**WRITTEN REQUEST**
Present the rows as a numbered list, from the first one through the row containing "xmin=22 ymin=131 xmax=34 ymax=152", inclusive, and omit any blank lines.

**RECORDS PROVIDED**
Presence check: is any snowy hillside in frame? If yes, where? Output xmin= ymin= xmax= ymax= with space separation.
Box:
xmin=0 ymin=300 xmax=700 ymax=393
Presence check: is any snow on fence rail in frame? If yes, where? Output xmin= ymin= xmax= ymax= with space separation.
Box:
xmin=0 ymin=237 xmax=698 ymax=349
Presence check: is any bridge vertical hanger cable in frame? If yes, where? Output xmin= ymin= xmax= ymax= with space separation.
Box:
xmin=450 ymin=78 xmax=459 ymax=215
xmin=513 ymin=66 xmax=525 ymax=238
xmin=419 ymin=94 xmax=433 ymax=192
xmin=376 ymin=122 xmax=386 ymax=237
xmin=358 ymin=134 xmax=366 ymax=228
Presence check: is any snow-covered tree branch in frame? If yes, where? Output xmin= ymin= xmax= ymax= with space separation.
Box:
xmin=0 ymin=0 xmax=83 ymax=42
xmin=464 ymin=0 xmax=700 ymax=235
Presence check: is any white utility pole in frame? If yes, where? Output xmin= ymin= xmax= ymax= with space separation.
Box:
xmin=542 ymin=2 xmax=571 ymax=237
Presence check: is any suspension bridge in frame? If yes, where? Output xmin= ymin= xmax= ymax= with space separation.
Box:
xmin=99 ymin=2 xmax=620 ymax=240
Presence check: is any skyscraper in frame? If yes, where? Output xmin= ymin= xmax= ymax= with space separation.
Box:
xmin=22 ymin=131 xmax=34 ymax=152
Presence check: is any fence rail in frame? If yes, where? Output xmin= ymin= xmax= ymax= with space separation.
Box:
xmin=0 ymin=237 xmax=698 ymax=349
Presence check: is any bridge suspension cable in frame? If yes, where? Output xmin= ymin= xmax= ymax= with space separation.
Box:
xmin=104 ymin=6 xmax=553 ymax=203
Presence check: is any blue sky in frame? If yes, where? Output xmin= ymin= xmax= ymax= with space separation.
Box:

**TASK RESULT**
1. Presence check: is any snowy hillside in frame? If yes, where? Output xmin= ymin= xmax= ymax= with space separation.
2. Box:
3. xmin=0 ymin=300 xmax=700 ymax=393
4. Presence check: is any snow on fence rail in frame? If yes, where? Output xmin= ymin= xmax= ymax= with space separation.
5. Box:
6. xmin=0 ymin=237 xmax=698 ymax=349
7. Presence check: is any bridge vertical hanger cable in frame? If yes, where? Output xmin= ymin= xmax= ymax= with space separation.
8. Box:
9. xmin=450 ymin=78 xmax=459 ymax=215
10. xmin=513 ymin=66 xmax=525 ymax=238
11. xmin=419 ymin=94 xmax=433 ymax=192
12. xmin=376 ymin=122 xmax=386 ymax=237
13. xmin=358 ymin=134 xmax=366 ymax=228
14. Presence check: is any snow-covered tree branch in frame? If yes, where? Output xmin= ymin= xmax= ymax= with space separation.
15. Box:
16. xmin=0 ymin=0 xmax=83 ymax=42
17. xmin=464 ymin=0 xmax=700 ymax=235
18. Presence check: is any white utility pole in frame? If yes, where? Output xmin= ymin= xmax= ymax= with space separation.
19. Box:
20. xmin=542 ymin=2 xmax=571 ymax=237
21. Presence check: is any suspension bridge in frame? If yes, where? Output xmin= ymin= xmax= ymax= with space separation.
22. Box:
23. xmin=99 ymin=2 xmax=620 ymax=240
24. Presence check: is any skyscraper in frame? If yes, where? Output xmin= ymin= xmax= ymax= with space separation.
25. Box:
26. xmin=22 ymin=131 xmax=34 ymax=152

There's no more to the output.